• Written exercise: Starting with the line that has "Reviewer note: check that each instance of the castle window" in it, repeat every line through the last one, word for word, and give nothing more.

-- begin --

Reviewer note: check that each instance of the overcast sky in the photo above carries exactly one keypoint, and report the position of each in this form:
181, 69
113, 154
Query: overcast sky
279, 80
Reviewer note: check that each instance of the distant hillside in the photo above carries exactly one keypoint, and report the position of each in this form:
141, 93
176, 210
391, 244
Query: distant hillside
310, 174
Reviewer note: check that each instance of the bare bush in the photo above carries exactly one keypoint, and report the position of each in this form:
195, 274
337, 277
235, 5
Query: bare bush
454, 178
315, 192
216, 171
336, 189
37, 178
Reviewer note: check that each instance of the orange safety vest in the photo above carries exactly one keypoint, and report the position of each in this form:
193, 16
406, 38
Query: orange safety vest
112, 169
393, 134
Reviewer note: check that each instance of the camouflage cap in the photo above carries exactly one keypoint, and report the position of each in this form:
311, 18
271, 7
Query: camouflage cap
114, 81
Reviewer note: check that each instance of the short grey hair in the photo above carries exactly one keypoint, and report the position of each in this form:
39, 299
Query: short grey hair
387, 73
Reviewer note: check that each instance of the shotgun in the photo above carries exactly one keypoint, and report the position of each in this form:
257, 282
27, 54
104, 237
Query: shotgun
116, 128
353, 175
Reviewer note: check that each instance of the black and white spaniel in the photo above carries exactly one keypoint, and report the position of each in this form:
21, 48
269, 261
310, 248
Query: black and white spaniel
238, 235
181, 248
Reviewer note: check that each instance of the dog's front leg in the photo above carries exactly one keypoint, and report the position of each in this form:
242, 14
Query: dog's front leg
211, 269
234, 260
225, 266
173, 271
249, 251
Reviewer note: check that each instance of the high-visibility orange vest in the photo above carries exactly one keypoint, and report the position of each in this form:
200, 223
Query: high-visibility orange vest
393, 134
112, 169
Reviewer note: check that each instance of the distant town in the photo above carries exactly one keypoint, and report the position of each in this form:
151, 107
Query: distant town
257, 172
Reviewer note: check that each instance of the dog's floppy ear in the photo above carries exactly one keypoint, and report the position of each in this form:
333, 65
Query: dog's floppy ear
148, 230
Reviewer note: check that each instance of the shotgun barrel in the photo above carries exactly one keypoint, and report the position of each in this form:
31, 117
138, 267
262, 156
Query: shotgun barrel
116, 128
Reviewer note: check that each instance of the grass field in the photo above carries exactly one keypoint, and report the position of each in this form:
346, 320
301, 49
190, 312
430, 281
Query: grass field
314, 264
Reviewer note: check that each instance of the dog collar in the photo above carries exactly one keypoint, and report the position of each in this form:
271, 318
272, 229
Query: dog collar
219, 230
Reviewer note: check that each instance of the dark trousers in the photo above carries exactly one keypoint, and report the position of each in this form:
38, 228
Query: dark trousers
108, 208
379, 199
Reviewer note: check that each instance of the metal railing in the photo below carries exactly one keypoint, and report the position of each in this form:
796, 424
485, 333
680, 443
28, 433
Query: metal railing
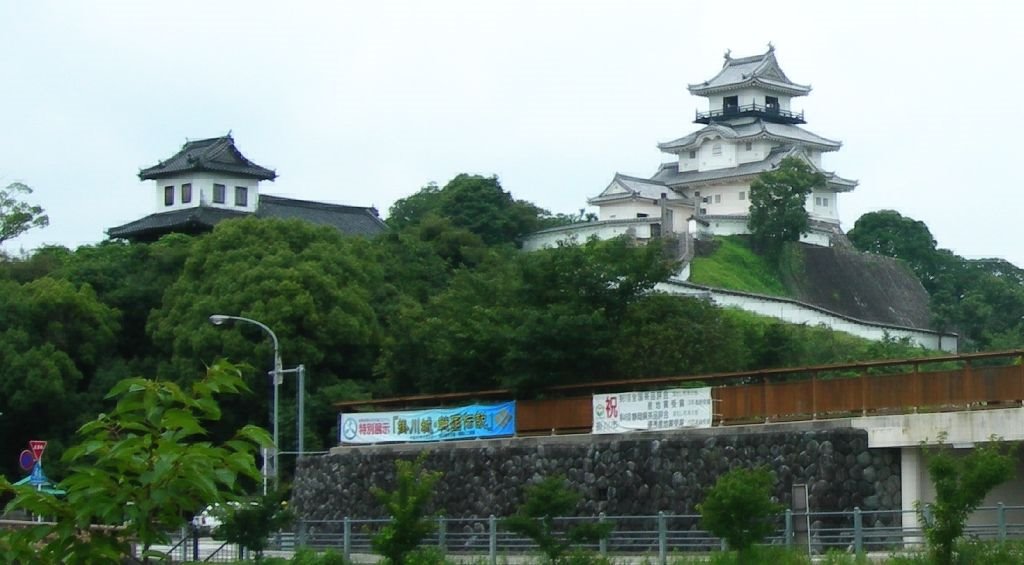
651, 536
817, 532
762, 111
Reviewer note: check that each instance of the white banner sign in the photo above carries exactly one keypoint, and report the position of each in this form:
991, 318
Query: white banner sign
654, 409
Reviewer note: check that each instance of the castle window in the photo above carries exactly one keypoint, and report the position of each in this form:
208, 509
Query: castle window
241, 196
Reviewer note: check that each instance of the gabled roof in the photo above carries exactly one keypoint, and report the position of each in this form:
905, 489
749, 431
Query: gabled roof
186, 220
351, 220
626, 187
758, 71
755, 129
669, 173
214, 155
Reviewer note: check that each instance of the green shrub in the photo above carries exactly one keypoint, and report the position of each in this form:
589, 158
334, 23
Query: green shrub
536, 519
305, 556
407, 506
739, 509
961, 485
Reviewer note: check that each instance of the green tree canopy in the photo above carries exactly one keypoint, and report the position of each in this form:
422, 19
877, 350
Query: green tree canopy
53, 337
524, 319
777, 204
889, 232
308, 284
739, 509
17, 216
142, 470
962, 482
475, 203
545, 503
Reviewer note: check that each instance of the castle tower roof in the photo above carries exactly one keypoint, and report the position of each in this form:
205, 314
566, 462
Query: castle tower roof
758, 71
214, 155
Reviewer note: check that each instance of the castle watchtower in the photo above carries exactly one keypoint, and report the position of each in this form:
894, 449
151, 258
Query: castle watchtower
750, 87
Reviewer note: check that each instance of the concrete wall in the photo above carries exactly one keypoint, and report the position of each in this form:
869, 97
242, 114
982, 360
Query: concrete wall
202, 191
798, 312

-- end --

• Output:
Reviewer note: check that each instance of the castle window in the photo above carries exactly one keypoint, and report the position of each in this form:
208, 509
Query: castle window
241, 196
Reviewer note: check that each instance of the gabled roof in the photo above carries exactly one keypoint, and report the position of each in this form:
905, 489
749, 431
Query: gabled roof
186, 220
351, 220
626, 187
758, 71
755, 129
669, 173
214, 155
Reviewer note: check that each instance of the green shrub in the photo above carries exactly one keypoint, and report the position of each in this form:
589, 158
334, 23
Query: green shrub
536, 519
305, 556
407, 506
739, 509
961, 485
Reviewer note: check that each instance of the green tree canopy in the photo above carries exactly one keypoint, and report the position of each in this form:
422, 19
877, 350
Query: green tree canopy
53, 337
524, 319
777, 204
889, 232
308, 284
739, 509
17, 216
142, 470
962, 482
475, 203
545, 503
Reviewer note: check that each instance of the castle tower roof in the photo above carries exactly one keypoint, and report the position of each in this form:
205, 314
566, 462
Query: castle tower roof
758, 71
214, 155
Reviewer note: check that each instance of the castle watchtower in the photo above carries exactly one keypoint, and report the position of each in this form:
894, 449
151, 258
Query: castle watchtower
750, 87
Reviewer note: check that each instance of the concrete wall in the photo above carries exactly one keypoint, and report the position of each in this form:
869, 97
242, 114
982, 360
Query: concrete wall
202, 191
798, 312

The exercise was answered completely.